- _Supplied information_:
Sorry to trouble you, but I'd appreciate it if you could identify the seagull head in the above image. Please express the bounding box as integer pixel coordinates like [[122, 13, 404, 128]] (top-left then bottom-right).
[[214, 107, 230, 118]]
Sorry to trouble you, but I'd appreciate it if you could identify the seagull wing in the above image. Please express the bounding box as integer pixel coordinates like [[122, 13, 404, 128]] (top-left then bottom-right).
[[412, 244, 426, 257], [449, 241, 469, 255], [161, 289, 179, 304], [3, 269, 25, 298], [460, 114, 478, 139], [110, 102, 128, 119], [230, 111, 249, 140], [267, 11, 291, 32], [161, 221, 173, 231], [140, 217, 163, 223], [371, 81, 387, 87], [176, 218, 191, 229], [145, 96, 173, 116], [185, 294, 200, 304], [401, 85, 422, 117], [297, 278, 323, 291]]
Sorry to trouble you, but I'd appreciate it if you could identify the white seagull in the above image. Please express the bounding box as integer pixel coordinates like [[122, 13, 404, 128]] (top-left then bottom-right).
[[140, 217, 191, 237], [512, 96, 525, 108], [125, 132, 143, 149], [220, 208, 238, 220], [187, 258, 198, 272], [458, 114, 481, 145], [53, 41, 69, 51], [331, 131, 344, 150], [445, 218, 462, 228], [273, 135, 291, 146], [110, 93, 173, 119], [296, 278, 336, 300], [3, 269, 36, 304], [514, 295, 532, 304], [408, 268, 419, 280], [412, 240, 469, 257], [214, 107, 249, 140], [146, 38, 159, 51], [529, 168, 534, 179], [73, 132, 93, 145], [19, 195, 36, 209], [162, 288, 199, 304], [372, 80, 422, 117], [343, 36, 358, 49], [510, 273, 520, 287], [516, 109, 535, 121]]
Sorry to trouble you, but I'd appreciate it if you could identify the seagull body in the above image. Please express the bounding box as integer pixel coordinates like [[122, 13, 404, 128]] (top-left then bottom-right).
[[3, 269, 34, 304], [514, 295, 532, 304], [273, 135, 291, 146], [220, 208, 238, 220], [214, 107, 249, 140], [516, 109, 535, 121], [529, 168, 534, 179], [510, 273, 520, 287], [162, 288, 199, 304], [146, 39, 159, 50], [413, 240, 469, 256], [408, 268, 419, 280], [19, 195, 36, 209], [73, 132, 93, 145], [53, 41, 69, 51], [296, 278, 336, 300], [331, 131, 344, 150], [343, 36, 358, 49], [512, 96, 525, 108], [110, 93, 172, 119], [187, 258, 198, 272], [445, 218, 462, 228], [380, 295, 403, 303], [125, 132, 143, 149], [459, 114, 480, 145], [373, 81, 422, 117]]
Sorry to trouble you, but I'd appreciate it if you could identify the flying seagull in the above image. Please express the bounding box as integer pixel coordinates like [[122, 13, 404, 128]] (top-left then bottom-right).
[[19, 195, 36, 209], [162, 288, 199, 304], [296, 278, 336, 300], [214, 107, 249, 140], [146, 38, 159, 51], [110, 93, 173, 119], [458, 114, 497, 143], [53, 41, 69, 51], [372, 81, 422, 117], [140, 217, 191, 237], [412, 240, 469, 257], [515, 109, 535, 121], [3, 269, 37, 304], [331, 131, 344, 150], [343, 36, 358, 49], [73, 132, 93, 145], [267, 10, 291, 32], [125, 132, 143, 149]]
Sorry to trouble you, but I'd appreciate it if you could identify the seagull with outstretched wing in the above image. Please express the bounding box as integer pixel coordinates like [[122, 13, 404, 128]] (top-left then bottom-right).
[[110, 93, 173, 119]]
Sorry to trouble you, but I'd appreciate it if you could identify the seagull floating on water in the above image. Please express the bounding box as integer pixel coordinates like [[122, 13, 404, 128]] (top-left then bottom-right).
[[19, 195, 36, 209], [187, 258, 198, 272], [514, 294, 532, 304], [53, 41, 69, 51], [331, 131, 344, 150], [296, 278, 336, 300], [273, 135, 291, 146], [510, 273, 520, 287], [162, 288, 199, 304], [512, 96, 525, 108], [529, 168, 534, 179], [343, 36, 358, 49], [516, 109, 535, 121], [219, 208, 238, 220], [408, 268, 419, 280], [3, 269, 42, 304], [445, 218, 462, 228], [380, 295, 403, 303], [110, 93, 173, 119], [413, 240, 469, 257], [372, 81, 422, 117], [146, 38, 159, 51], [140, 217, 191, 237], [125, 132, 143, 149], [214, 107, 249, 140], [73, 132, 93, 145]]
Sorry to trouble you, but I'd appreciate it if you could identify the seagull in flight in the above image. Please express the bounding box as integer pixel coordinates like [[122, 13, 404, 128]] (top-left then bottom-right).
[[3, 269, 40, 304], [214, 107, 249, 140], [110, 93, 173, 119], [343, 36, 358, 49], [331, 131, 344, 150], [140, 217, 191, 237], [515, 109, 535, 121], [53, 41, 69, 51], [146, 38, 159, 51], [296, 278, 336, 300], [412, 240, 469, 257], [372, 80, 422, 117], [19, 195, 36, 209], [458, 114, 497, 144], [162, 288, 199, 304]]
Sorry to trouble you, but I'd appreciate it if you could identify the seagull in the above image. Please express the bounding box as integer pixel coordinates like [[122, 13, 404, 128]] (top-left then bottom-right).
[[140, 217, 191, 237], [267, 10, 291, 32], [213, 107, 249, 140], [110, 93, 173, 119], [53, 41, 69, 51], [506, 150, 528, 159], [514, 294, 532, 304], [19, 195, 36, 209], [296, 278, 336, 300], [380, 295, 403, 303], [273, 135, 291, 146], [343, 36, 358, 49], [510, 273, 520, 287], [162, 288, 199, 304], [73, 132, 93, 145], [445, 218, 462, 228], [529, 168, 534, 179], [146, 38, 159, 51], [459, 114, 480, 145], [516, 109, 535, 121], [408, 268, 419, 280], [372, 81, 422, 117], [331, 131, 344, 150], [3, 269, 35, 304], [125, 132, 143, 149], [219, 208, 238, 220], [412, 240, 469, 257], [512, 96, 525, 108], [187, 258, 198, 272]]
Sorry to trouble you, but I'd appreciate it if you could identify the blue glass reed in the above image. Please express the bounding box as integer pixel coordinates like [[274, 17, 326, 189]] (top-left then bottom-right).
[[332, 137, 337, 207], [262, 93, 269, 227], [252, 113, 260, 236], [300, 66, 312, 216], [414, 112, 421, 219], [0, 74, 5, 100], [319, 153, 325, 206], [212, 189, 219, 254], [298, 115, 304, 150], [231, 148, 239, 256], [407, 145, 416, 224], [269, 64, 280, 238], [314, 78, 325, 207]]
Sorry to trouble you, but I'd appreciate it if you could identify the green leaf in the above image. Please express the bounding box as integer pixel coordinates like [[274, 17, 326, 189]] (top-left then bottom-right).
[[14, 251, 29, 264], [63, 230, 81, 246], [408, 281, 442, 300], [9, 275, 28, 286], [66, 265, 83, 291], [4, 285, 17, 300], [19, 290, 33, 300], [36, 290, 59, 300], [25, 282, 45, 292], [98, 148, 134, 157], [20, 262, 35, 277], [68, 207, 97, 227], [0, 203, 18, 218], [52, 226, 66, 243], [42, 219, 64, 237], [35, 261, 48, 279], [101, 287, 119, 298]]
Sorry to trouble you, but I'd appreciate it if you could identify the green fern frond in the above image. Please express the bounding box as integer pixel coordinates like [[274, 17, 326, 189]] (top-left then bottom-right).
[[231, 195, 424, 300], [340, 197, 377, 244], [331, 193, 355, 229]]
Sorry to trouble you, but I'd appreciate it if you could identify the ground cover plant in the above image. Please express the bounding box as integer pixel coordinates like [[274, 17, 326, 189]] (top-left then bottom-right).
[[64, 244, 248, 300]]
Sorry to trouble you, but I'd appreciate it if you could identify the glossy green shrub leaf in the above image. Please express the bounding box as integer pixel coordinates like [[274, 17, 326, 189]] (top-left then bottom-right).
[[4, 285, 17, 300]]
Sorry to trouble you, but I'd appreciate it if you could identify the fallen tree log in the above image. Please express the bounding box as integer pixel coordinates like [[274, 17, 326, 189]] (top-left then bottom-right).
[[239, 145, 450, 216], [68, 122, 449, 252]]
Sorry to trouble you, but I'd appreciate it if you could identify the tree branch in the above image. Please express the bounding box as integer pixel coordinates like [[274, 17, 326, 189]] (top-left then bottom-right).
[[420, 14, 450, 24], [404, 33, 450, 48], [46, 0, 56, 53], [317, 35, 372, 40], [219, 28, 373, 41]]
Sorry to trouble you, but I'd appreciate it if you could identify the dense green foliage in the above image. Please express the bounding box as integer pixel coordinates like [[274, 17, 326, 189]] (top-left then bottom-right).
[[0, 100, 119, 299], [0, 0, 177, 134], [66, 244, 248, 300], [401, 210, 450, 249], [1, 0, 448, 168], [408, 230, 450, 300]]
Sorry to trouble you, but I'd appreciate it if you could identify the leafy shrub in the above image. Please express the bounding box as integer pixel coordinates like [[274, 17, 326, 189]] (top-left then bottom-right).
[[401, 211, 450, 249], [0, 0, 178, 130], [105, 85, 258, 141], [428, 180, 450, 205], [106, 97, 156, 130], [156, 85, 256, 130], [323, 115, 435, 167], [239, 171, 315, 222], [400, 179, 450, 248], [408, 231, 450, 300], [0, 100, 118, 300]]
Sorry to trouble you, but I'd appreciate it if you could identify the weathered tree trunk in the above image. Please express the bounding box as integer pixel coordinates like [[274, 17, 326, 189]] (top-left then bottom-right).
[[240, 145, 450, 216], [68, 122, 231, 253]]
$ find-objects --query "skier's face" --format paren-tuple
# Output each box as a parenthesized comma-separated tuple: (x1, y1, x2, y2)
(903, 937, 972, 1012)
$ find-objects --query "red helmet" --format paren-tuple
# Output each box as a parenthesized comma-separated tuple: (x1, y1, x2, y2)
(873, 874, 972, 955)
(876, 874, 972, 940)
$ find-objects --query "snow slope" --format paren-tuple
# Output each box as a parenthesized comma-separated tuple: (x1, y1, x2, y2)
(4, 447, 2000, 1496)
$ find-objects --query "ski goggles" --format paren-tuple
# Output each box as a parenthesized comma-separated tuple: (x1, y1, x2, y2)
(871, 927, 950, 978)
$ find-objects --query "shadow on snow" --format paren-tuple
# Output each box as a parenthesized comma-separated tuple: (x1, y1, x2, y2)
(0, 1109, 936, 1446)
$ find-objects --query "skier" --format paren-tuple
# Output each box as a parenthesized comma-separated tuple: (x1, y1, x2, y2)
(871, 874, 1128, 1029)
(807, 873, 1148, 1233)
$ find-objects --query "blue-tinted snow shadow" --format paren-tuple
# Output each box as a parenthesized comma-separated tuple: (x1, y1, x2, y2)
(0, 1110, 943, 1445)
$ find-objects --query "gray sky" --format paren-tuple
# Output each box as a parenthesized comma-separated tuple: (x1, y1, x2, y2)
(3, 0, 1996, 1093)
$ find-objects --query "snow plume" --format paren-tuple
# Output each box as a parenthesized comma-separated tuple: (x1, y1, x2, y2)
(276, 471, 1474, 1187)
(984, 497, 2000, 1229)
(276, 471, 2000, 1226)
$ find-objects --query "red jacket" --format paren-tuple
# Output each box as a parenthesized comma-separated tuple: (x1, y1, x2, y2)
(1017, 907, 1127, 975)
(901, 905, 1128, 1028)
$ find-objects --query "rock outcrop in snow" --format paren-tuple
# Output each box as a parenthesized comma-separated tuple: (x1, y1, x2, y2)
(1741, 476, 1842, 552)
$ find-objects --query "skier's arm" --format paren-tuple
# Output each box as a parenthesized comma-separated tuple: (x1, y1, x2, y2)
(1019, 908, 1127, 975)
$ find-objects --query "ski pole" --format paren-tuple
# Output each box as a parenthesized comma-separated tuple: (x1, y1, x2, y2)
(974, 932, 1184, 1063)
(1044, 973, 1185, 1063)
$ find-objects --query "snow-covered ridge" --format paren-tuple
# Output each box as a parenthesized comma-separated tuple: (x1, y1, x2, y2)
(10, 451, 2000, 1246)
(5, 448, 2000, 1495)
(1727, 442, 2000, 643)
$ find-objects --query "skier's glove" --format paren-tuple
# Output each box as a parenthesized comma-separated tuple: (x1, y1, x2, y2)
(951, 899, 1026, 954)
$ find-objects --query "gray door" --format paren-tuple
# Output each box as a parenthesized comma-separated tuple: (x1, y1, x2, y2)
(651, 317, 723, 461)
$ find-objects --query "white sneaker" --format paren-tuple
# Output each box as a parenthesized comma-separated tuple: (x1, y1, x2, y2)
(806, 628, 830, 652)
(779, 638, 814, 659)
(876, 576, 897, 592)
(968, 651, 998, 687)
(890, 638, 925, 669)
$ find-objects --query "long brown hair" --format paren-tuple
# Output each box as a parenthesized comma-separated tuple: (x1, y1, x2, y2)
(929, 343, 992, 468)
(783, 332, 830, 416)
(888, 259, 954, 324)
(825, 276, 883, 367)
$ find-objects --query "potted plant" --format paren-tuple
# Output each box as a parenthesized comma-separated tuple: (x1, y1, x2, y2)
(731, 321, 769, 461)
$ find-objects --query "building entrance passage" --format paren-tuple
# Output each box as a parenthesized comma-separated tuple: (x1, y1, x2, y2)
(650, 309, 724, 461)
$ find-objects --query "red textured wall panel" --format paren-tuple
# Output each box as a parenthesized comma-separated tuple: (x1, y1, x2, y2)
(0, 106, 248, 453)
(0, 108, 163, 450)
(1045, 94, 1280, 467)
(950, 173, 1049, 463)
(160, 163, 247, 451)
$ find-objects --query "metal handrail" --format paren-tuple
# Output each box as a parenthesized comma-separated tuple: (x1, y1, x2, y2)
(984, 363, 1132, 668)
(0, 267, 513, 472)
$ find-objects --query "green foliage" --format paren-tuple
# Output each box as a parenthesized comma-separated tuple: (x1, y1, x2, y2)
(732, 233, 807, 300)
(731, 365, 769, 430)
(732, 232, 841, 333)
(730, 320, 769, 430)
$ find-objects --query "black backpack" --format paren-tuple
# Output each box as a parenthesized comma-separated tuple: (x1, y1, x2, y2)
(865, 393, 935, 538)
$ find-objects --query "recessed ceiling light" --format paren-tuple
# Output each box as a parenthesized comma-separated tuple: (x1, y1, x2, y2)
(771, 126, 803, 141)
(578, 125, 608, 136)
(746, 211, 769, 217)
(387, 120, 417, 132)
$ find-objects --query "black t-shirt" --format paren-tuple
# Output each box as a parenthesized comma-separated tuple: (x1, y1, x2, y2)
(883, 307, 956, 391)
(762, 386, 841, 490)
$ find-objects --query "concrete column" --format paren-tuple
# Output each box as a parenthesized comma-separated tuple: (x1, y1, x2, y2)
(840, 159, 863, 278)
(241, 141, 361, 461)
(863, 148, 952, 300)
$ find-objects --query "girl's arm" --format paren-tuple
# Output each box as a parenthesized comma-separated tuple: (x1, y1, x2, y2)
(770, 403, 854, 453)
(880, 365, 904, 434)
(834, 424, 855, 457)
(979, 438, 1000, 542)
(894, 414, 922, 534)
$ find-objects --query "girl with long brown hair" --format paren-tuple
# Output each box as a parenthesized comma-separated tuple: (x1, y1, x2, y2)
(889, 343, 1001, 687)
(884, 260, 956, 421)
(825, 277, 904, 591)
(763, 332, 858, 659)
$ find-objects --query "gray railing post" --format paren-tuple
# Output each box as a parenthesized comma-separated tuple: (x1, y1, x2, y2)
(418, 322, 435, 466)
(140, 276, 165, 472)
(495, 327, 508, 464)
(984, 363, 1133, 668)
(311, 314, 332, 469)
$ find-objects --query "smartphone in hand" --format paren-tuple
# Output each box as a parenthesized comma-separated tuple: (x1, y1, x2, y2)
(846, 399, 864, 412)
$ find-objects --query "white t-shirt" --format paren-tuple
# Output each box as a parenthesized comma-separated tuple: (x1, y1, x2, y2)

- _Problem statement_:
Which lines in the listing have the string "black"? Pick them out and copy them.

- _Result of the task_:
$ find-objects --query "black backpack" --format paren-tuple
$ find-objects --query "black t-shirt" --format paren-tuple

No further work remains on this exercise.